Data under study START

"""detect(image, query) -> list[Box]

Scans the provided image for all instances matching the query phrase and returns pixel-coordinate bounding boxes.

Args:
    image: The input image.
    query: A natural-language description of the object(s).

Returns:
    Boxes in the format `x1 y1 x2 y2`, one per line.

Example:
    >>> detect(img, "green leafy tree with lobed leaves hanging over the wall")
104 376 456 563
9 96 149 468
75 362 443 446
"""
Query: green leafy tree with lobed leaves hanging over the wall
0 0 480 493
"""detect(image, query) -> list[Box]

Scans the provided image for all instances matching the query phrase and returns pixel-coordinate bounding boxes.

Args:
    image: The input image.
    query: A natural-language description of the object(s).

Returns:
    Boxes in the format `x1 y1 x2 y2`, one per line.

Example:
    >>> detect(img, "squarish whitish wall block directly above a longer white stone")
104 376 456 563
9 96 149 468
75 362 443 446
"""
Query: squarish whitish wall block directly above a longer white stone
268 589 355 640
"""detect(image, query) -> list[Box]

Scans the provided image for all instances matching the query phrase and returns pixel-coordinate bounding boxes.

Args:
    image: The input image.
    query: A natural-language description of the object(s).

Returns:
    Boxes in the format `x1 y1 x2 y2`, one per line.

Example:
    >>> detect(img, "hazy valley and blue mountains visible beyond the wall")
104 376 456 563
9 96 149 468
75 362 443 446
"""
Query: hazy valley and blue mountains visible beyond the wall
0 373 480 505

Data under study END

* Exercise goal: Look above for the line containing "Query: squarish whitish", then please write out that line and each one after it through the end, exactly, with nothing else.

* Task output:
Query: squarish whitish wall block directly above a longer white stone
268 589 355 640
"""detect(image, query) -> list[Box]

Scans the provided image for all instances matching the query phrase and returns pixel-coordinate bounding boxes.

Args:
    image: The input image.
    query: A natural-language description of the object(s).

Returns:
    Boxes in the format `x1 y1 x2 y2`, one per line.

Example:
    >>> detect(img, "hazy valley and blue mountains visible beyond the wall")
104 376 456 563
9 96 149 468
75 362 443 446
"""
Query: hazy valley and blue mountains visible beyond the wall
0 373 480 505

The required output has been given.